# Goal
Can you express the entries below as a Markdown table with the columns Row and Line, giving each non-blank line its own numbered row in order?

Stored data entries
────────

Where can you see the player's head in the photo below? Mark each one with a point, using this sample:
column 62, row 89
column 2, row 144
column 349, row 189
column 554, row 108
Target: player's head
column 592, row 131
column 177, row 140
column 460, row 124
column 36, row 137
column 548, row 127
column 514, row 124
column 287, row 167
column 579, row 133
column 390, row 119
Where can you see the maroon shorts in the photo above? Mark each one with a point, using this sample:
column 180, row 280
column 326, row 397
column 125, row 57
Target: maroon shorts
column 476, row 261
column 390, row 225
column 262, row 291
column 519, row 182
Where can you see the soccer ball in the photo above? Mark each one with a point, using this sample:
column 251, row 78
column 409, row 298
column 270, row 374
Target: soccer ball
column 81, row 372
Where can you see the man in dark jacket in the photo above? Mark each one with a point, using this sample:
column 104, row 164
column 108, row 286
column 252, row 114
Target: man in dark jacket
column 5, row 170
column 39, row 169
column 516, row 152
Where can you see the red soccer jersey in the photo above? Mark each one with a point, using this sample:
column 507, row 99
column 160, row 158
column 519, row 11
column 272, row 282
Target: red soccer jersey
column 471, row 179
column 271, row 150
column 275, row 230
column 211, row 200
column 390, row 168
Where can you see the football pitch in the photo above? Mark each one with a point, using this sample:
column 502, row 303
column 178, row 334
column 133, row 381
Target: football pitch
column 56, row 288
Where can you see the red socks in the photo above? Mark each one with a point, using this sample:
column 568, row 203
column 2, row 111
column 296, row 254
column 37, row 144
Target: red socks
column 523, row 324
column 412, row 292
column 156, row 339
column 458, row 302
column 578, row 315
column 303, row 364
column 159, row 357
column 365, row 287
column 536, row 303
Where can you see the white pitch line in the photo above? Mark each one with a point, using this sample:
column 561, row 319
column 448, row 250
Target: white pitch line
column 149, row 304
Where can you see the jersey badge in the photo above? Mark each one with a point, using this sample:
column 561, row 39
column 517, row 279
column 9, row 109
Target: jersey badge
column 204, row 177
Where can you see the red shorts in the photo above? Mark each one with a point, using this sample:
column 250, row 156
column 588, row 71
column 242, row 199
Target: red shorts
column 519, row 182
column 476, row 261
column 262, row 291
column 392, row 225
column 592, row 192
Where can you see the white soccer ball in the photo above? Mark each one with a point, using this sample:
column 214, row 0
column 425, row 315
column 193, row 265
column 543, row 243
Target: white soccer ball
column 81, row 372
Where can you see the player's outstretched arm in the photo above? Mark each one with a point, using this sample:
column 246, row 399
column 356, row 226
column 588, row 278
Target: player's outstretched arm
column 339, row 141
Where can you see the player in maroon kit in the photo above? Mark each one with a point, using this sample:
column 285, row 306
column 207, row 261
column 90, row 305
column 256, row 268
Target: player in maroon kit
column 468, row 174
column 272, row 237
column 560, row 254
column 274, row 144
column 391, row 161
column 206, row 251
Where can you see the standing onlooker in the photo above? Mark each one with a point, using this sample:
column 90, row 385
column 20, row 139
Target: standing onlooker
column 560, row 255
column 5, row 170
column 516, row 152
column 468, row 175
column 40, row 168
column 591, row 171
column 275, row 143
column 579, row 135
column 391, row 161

────────

# Reply
| Row | Line |
|---|---|
| 1 | Where can you see the player's head in the photo below? Mark each one with a point, using this sample: |
| 2 | column 62, row 89 |
| 3 | column 2, row 144 |
| 4 | column 349, row 189 |
| 5 | column 554, row 108 |
| 6 | Target: player's head |
| 7 | column 592, row 131 |
| 8 | column 177, row 140 |
| 9 | column 460, row 124 |
| 10 | column 36, row 137 |
| 11 | column 548, row 127 |
| 12 | column 514, row 124 |
| 13 | column 287, row 167 |
| 14 | column 579, row 133 |
| 15 | column 390, row 119 |
| 16 | Where can you see the maroon shorts in the photo above? Mark each one with a point, using this sample: |
| 17 | column 180, row 280 |
| 18 | column 326, row 397 |
| 19 | column 125, row 57 |
| 20 | Target: maroon shorts |
| 21 | column 476, row 261 |
| 22 | column 390, row 225 |
| 23 | column 262, row 291 |
| 24 | column 519, row 182 |
| 25 | Where can you see the soccer ball in the photo above? Mark each one with a point, using this sample: |
| 26 | column 251, row 78 |
| 27 | column 409, row 298 |
| 28 | column 270, row 374 |
| 29 | Target: soccer ball |
| 30 | column 81, row 372 |
| 31 | Where can you see the man in dark jacket in the photo above? Mark each one with a point, using this sample: |
| 32 | column 104, row 164 |
| 33 | column 108, row 286 |
| 34 | column 252, row 114 |
| 35 | Target: man in dark jacket |
| 36 | column 5, row 170 |
| 37 | column 39, row 169 |
| 38 | column 516, row 152 |
| 39 | Where can you see the red soccer jersey in the photo above? Mark each one with a point, using this sample: |
| 40 | column 507, row 99 |
| 41 | column 160, row 158 |
| 42 | column 519, row 11 |
| 43 | column 272, row 282 |
| 44 | Target: red soccer jersey |
| 45 | column 471, row 179 |
| 46 | column 271, row 150 |
| 47 | column 275, row 230 |
| 48 | column 211, row 200 |
| 49 | column 390, row 168 |
| 50 | Where can you see the football pitch in the photo above? Mark each one with a point, using this sample: |
| 51 | column 502, row 303 |
| 52 | column 178, row 334 |
| 53 | column 133, row 381 |
| 54 | Target: football pitch |
| 55 | column 56, row 288 |
| 56 | Where can you see the red socks in the photo above? Mark each one with a point, using this sample: |
| 57 | column 568, row 203 |
| 58 | column 2, row 111 |
| 59 | column 296, row 254 |
| 60 | column 37, row 144 |
| 61 | Target: red socks |
| 62 | column 523, row 324 |
| 63 | column 412, row 292 |
| 64 | column 156, row 339 |
| 65 | column 458, row 302 |
| 66 | column 578, row 315 |
| 67 | column 303, row 364 |
| 68 | column 159, row 357 |
| 69 | column 365, row 287 |
| 70 | column 536, row 303 |
| 71 | Where can you see the white pitch line in the photo above? Mark each one with a point, using this sample: |
| 72 | column 561, row 319 |
| 73 | column 448, row 250 |
| 74 | Target: white pitch line |
| 75 | column 149, row 304 |
| 76 | Where can you see the jersey badge in the photo above? Mark each one with a point, using this sample: |
| 77 | column 561, row 39 |
| 78 | column 517, row 279 |
| 79 | column 9, row 109 |
| 80 | Target: jersey badge |
| 81 | column 204, row 177 |
| 82 | Where can you see the red shorts in the photo above? Mark each one with a point, using this sample: |
| 83 | column 250, row 156 |
| 84 | column 588, row 71 |
| 85 | column 242, row 199 |
| 86 | Target: red shorts |
| 87 | column 519, row 182 |
| 88 | column 476, row 261 |
| 89 | column 262, row 291 |
| 90 | column 392, row 225 |
| 91 | column 592, row 192 |
| 92 | Where can you see the white soccer ball in the photo above? Mark each one with a point, using this sample: |
| 93 | column 214, row 0 |
| 94 | column 425, row 315 |
| 95 | column 193, row 265 |
| 96 | column 543, row 243 |
| 97 | Target: white soccer ball |
| 98 | column 81, row 372 |
| 99 | Where can you see the player's outstretched arm in the photo above? Mark each one with a point, using this sample: |
| 100 | column 246, row 399 |
| 101 | column 356, row 226 |
| 102 | column 588, row 278 |
| 103 | Target: player's outstretched arm |
| 104 | column 339, row 141 |
| 105 | Where can you see the player in maroon kit in the photo above? Mark each one with a point, using this sample: |
| 106 | column 285, row 306 |
| 107 | column 207, row 261 |
| 108 | column 90, row 305 |
| 109 | column 256, row 268 |
| 110 | Target: player in maroon kit |
| 111 | column 468, row 174 |
| 112 | column 272, row 237 |
| 113 | column 560, row 254 |
| 114 | column 274, row 144 |
| 115 | column 391, row 161 |
| 116 | column 206, row 251 |
| 117 | Where can you see the standing onlooker in the photo above? Mark each one with a point, using this sample: |
| 118 | column 90, row 385 |
| 119 | column 20, row 139 |
| 120 | Target: standing onlooker |
| 121 | column 560, row 255 |
| 122 | column 5, row 170 |
| 123 | column 516, row 152 |
| 124 | column 468, row 175 |
| 125 | column 40, row 168 |
| 126 | column 591, row 171 |
| 127 | column 275, row 143 |
| 128 | column 579, row 135 |
| 129 | column 391, row 161 |